Finding Words for Times Like These
Maybe you’re like me, stunned, saddened and angered by the news of the largest mass shooting in U.S. history, struggling to know what to think, do or say.
By now many of us are saturated with the news from Las Vegas of 59 people dead at the time of this writing and more than 520 others injured at the hands of one man. It’s a heartbreaking tragedy and the incidence of these sorts of events appears to be on the rise. But this isn’t the only way in which lethal violence seems to reign supreme among us. The death toll in Chicago due to violence last month is just two individuals fewer at 57. These weren’t lost all at once in a headline-grabbing hail of bullets, but day by day, an insidious carnage unless it’s happening in your neighborhood.
Perhaps you resonate with Conan O’Brien who was struck Monday by his head writer coming to him with the file of his previous remarks following mass shootings. In response, he said, “…we’re all tired of hearing reporters, let alone comics, discuss mass carnage in the most affluent and influential country in the world. Something has got to change.”
These are not the sorts of places we had planned for ourselves. We know the kind of world in which we’d like to live; we can describe the peace and contentment we would wish for ourselves and our neighbors. And yet, this vision continues to elude our grasp.
God it’s so painful / Something that’s so close / And still so far out of reach1
Awareness of all of this violence can leave us speechless and consequently, feeling helpless.
Frequently, when we don’t know what to think or say, reaching for the words of others, especially songwriters, can help us find ways to come to terms with ourselves, the world around us and the tasks that lie ahead. Their words can not only express our grief and anger, they can also call us back to those truths we hold most dear.

### Set problem A
Reproduce every line of the segmentation dataset records, requests included, but shift each coordinate in the answers up by 107. Omit the pictures.
The segmentation dataset records have no connection to the piece on finding words after mass violence.

[Segmentation dataset records]
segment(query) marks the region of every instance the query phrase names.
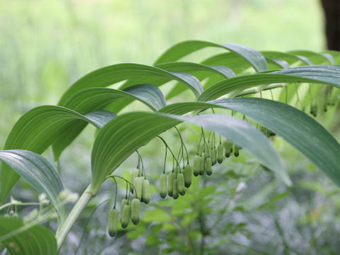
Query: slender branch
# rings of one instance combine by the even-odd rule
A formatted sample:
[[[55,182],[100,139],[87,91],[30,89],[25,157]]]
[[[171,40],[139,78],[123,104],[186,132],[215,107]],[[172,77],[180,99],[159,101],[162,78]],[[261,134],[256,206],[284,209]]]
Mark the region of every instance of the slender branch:
[[[86,207],[91,198],[94,196],[94,195],[93,195],[90,191],[91,185],[87,187],[85,191],[84,191],[83,194],[81,196],[76,203],[73,207],[72,210],[69,212],[64,223],[57,231],[55,237],[57,239],[58,251],[60,249],[60,247],[62,246],[64,240],[67,236],[67,234],[74,224],[74,222],[80,215],[83,210]]]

### Set problem B
Go on with the piece about finding words after mass violence, starting after its final sentence.

### Final result A
segment(query) marks the region of every instance the query phrase names.
Query: slender branch
# rings of one instance combine by the even-odd rule
A formatted sample:
[[[55,182],[100,139],[87,91],[30,89],[25,157]]]
[[[171,40],[139,78],[123,104],[186,132],[215,107]],[[172,77],[180,99],[159,101],[162,78]],[[261,134],[256,206],[284,209]]]
Mark the region of every instance of the slender branch:
[[[193,314],[198,305],[201,303],[201,302],[200,302],[197,298],[198,292],[194,294],[192,298],[191,298],[190,301],[188,303],[183,310],[180,314],[179,317],[176,319],[171,330],[164,338],[162,344],[164,346],[165,358],[167,356],[167,354],[169,353],[171,347],[174,343],[174,341],[181,331],[181,329],[187,322],[190,317]]]

### Final result B
This morning, as I was thinking about all of this and we were preparing to begin Morning Prayer when Deaconess Valerie, the pianist, began playing the notes of the melody “Finlandia.” For many hymn singers, this melody supports a lyric written in the 18th century, itself an adaptation of an older lyric, the 42nd Psalm.
My tears have been my food day and night,
while people say to me continually, “Where is your God?”
These things I remember, as I pour out my soul:
how I went with the throng, and led them in procession to the house of God,
with glad shouts and songs of thanksgiving, a multitude keeping festival.
Why are you cast down, O my soul, and why are you disquieted within me?
Hope in God; for I shall again praise him, my help and my God.2
I had gone into our time of prayer, thinking about this lyric from the hymn “When Aimless Violence Takes Those We Love,” written by Joy Patterson3. The third and fourth stanzas tell the truth.
Our faith may flicker low, and hope grow dim,
yet you, O God, are with us in our pain;
you grieve with us and for us day by day, and with us, sharing sorrow, will remain.
Because your Son knew agony and loss, felt desolation, grief, and scorn and shame,
we know you will be with us, come what may,
your loving presence near, always the same.
Where is our God in times like these? God is there in the middle of the suffering. God is there confronted by evil and bearing the agony that is evil’s intent but not only as an act of divine empathy. God in Jesus bears this evil as an expression of defiant love and life.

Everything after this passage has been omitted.